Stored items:
- - -

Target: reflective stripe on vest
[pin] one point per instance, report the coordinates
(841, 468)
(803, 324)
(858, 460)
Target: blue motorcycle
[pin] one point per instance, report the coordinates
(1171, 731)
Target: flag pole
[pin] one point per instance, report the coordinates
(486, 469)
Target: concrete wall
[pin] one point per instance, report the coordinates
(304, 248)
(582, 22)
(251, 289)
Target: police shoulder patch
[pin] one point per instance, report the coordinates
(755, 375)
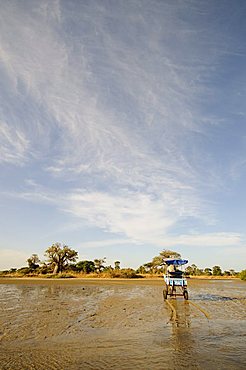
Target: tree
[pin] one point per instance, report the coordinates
(33, 261)
(217, 271)
(208, 271)
(242, 275)
(99, 264)
(59, 256)
(85, 266)
(117, 265)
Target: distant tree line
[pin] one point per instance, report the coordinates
(61, 260)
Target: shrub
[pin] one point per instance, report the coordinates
(242, 275)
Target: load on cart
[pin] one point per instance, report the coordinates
(174, 279)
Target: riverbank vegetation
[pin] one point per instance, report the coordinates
(62, 262)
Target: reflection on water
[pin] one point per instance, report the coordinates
(128, 326)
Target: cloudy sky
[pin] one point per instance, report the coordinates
(122, 129)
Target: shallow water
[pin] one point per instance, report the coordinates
(124, 325)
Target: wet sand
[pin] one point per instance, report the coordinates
(123, 324)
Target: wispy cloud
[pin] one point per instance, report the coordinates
(13, 145)
(114, 110)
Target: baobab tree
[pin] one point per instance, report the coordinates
(59, 256)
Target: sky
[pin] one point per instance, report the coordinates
(122, 130)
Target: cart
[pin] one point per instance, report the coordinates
(175, 283)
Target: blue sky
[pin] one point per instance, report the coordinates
(122, 130)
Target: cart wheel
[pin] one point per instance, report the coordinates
(186, 296)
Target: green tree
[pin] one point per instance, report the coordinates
(117, 265)
(217, 271)
(85, 266)
(33, 261)
(99, 264)
(208, 271)
(59, 256)
(242, 275)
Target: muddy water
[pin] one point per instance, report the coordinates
(80, 324)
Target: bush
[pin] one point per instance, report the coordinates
(242, 275)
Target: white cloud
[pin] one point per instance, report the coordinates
(12, 258)
(13, 145)
(200, 240)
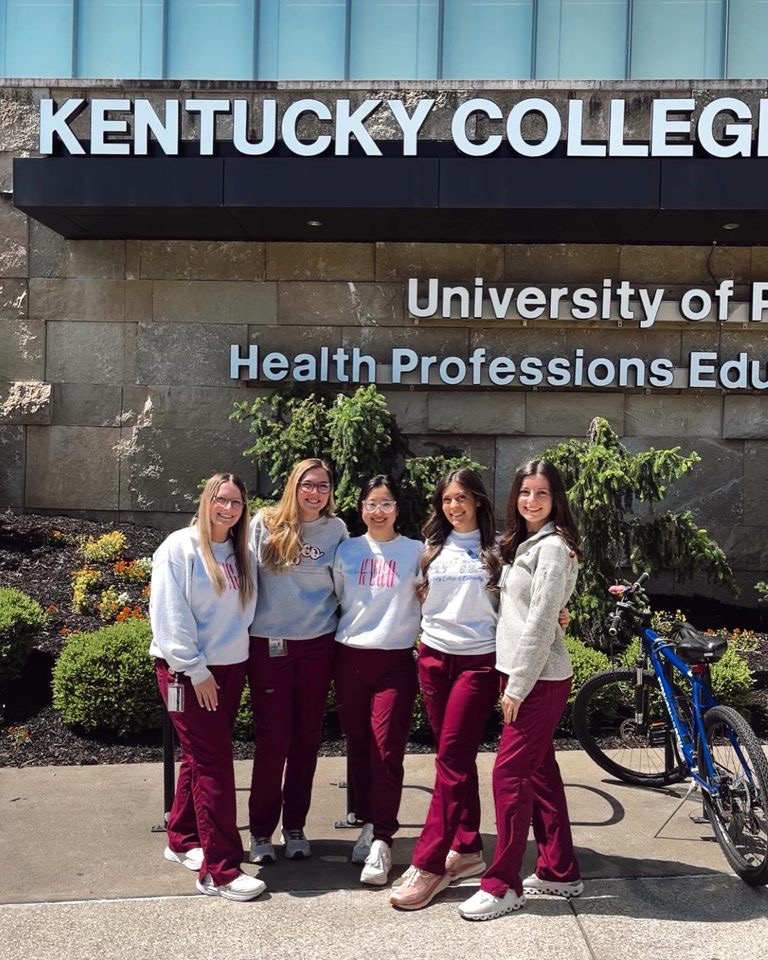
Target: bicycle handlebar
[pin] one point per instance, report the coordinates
(624, 604)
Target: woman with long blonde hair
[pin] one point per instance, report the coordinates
(291, 653)
(202, 600)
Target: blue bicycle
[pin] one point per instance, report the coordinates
(659, 723)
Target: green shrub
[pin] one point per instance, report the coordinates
(586, 663)
(421, 731)
(21, 619)
(105, 681)
(108, 547)
(244, 719)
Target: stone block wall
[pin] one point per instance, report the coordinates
(114, 360)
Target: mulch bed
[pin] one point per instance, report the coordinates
(37, 555)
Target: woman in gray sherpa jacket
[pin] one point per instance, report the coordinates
(540, 550)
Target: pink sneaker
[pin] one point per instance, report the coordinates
(417, 888)
(462, 865)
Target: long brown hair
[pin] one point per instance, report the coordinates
(517, 529)
(437, 528)
(283, 521)
(238, 535)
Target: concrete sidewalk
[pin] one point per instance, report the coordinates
(83, 877)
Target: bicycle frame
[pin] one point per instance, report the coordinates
(660, 653)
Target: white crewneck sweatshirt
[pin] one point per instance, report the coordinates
(376, 586)
(193, 625)
(301, 603)
(459, 614)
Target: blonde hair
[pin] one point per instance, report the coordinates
(238, 535)
(283, 521)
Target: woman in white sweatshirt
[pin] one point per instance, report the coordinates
(458, 679)
(375, 673)
(540, 550)
(291, 654)
(202, 601)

- - -

Could you write out all the items again, substituting "give the x and y values" for every "report the coordinates", changing nothing else, and leaving out the pictures?

▶ **Output of the task**:
Target: reflective stripe on vest
[pin] one point per instance, give the x and y values
(841, 468)
(803, 324)
(858, 460)
Target: blue motorcycle
[pin] one point per instance, give the x and y values
(1171, 731)
Target: flag pole
[pin] one point per instance, give the x and y values
(486, 469)
Target: concrete wall
[pin] one point per instance, give the x and y values
(304, 248)
(582, 22)
(251, 289)
Target: police shoulder patch
[pin] one point per instance, give the x and y values
(755, 375)
Target: tree
[pin] one point per instance, give the x and y values
(33, 261)
(217, 271)
(208, 271)
(242, 275)
(99, 264)
(59, 256)
(85, 266)
(117, 265)
Target: distant tree line
[pin] one point per instance, give the x and y values
(61, 260)
Target: shrub
[pin] one point per instance, give the x and y values
(242, 275)
Target: load on cart
[pin] one point per instance, give the x and y values
(174, 279)
Target: riverbank vegetation
[pin] one point per instance, give the x and y values
(62, 262)
Target: reflection on water
[pin] one point per instance, give the x and y values
(128, 326)
Target: cloudy sky
[pin] one point per instance, give the x and y values
(122, 129)
Target: shallow water
[pin] one point per instance, give the x and y values
(124, 325)
Target: wet sand
[pin] one point per instance, give the x and y values
(123, 324)
Target: wispy cloud
[pin] one point per instance, give the x and y values
(13, 145)
(114, 110)
Target: baobab tree
[pin] one point per instance, give the x and y values
(59, 256)
Target: sky
[pin] one point per instance, give the x and y values
(122, 130)
Target: cart
[pin] one point per instance, give the x and y values
(175, 283)
Target: blue sky
[pin] one point per instance, give the x and y values
(122, 130)
Target: cart wheel
[pin] one point per instance, give the x and y values
(186, 296)
Target: green tree
[pin] one point per instance, give the x and y values
(117, 265)
(217, 271)
(85, 266)
(33, 261)
(99, 264)
(208, 271)
(59, 256)
(242, 275)
Target: muddy water
[pin] one point per instance, give the x and y values
(80, 324)
Target: bush
[pin] one point per instance, give the x and y values
(242, 275)
Target: white cloud
[pin] one point per instance, give the x and y values
(12, 258)
(13, 145)
(200, 240)
Target: bicycle handlebar
[pin] one point per instance, give the x and y values
(624, 604)
Target: woman with long blonde hair
[pin] one point per instance, give the x and y values
(291, 653)
(202, 600)
Target: blue bicycle
[pin] one point per instance, give the x and y values
(659, 723)
Target: green shrub
[pin] one point per instance, give the x and y values
(586, 663)
(421, 731)
(21, 619)
(105, 681)
(108, 547)
(244, 719)
Target: stone block wall
[pin] one point per instance, give the x and y values
(114, 360)
Target: mulch bed
[pin] one point per instance, give the x and y values
(37, 555)
Target: woman in gray sherpa jacket
[pin] one point per instance, give the x and y values
(540, 550)
Target: pink sneaker
[pin] one point per instance, give the x and y values
(417, 888)
(462, 865)
Target: long brown hair
[pin] one point per instance, give the x and y values
(517, 529)
(437, 528)
(283, 521)
(238, 535)
Target: concrete sidewalk
[pin] one point per instance, give the x and y values
(83, 877)
Target: bicycle frame
[pin] one point per instance, give the x and y values
(660, 653)
Target: white crewneck sweatshirt
[pin] one point per instance, give the x and y values
(376, 586)
(193, 625)
(301, 603)
(459, 614)
Target: blonde hair
[pin] one point per instance, give the x and y values
(238, 535)
(283, 521)
Target: woman in white sweatshirt
[pin] one point per instance, give the x and y values
(458, 679)
(375, 673)
(540, 550)
(291, 654)
(202, 601)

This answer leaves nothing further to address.